**Dataset records:**
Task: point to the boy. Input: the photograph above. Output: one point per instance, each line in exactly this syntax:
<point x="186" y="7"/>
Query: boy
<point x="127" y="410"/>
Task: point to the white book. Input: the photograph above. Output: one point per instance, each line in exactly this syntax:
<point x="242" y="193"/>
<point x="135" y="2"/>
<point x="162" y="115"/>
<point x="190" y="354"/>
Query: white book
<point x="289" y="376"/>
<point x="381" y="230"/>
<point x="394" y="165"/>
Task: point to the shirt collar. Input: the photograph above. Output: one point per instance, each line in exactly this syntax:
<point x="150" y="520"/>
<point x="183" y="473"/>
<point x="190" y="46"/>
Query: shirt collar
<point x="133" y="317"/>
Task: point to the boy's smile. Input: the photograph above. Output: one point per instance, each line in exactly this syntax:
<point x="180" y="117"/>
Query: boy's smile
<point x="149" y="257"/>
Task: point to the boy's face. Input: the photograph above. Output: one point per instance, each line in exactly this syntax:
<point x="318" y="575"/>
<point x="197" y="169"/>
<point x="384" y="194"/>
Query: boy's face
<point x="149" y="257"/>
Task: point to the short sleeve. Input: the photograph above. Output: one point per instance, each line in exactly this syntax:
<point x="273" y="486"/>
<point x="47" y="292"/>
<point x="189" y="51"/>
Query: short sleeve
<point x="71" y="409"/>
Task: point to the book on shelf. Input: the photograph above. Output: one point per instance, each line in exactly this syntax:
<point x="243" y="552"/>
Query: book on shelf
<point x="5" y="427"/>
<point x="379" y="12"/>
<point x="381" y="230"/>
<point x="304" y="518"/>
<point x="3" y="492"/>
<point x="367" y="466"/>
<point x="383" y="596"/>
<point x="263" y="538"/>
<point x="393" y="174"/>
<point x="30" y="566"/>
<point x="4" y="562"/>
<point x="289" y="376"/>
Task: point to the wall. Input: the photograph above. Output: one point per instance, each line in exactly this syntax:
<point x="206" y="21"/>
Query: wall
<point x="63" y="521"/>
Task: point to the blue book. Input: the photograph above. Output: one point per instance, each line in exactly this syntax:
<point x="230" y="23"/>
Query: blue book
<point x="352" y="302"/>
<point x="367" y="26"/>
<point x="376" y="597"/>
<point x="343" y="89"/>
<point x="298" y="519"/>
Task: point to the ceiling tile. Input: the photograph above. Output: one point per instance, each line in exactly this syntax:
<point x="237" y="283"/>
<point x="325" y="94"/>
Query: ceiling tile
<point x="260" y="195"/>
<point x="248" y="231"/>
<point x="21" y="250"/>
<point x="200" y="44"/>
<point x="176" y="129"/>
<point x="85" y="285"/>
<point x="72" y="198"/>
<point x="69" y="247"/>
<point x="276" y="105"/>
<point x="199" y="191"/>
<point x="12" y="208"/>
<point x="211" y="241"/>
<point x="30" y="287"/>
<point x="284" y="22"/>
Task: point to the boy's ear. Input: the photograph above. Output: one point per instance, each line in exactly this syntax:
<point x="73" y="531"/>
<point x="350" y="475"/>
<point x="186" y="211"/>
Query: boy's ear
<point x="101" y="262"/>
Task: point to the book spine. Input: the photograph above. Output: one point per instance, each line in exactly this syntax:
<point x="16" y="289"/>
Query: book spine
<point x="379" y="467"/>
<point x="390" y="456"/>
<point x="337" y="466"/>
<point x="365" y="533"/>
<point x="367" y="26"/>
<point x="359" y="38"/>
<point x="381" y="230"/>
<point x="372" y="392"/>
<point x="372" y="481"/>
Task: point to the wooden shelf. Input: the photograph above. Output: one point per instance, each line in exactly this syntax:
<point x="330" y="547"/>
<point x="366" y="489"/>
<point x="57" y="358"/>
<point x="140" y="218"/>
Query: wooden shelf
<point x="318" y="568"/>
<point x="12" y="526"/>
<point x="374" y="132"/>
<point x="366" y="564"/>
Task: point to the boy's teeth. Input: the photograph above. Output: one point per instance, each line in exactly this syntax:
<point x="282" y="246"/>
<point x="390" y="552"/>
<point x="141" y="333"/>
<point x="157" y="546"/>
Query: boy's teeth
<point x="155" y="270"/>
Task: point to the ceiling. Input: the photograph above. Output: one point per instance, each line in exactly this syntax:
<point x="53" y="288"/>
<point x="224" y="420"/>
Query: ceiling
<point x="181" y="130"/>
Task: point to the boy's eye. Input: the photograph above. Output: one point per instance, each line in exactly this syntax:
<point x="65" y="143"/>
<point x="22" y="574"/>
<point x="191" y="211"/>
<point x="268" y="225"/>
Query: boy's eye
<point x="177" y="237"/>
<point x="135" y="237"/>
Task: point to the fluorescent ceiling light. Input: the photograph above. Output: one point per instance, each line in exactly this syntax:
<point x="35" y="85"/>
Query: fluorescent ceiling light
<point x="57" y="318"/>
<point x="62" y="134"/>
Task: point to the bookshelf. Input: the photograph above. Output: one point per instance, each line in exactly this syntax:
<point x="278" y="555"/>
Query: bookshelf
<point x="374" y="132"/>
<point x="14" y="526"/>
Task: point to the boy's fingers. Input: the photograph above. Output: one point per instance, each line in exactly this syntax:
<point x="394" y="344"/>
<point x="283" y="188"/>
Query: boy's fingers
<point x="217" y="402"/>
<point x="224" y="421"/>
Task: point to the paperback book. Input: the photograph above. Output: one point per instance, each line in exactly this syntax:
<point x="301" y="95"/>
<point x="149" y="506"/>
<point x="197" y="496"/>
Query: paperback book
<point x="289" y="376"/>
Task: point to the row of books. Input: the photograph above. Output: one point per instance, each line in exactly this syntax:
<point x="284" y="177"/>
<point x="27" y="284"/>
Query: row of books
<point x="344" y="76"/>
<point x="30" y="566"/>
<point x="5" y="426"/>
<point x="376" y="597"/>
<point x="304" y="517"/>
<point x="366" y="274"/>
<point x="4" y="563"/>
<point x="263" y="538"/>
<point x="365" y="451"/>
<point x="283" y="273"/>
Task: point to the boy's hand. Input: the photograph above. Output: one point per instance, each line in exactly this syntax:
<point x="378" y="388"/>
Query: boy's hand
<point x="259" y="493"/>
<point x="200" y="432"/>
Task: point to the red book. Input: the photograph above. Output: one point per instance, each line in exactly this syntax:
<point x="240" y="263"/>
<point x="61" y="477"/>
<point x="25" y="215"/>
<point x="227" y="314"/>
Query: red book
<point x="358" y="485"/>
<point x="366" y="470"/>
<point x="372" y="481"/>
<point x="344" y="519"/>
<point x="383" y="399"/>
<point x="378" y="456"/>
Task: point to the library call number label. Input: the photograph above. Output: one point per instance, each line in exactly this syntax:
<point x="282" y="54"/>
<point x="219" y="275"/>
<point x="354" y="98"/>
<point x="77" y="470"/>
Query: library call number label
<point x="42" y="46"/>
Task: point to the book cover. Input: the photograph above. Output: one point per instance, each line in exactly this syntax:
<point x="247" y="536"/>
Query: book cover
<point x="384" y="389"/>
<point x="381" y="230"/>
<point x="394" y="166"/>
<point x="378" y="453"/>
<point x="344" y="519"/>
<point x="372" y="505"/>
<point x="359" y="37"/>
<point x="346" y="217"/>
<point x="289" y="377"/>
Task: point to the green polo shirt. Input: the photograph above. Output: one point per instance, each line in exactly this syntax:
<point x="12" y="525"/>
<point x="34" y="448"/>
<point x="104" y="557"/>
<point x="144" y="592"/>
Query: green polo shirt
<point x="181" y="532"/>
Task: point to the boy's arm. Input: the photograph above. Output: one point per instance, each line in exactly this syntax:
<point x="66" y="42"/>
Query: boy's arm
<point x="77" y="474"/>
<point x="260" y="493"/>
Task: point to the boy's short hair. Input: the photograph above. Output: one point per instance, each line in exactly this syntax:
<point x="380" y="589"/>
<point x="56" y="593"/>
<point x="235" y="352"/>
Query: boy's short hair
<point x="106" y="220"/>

**Aim:** Repeat only what runs from the line holding "Task: point to the boy's arm." to the end of the data, keeping every line exactly as written, first and last included.

**Exercise output:**
Task: point to the boy's arm. Input: the photograph above. Output: one point per instance, each line in exactly this syntax:
<point x="66" y="42"/>
Query: boy's arm
<point x="77" y="474"/>
<point x="260" y="493"/>
Task: point to the boy's short hair. Input: the photograph above. Output: one point per instance, each line in exactly this syntax:
<point x="380" y="589"/>
<point x="56" y="593"/>
<point x="235" y="352"/>
Query: boy's short hair
<point x="106" y="220"/>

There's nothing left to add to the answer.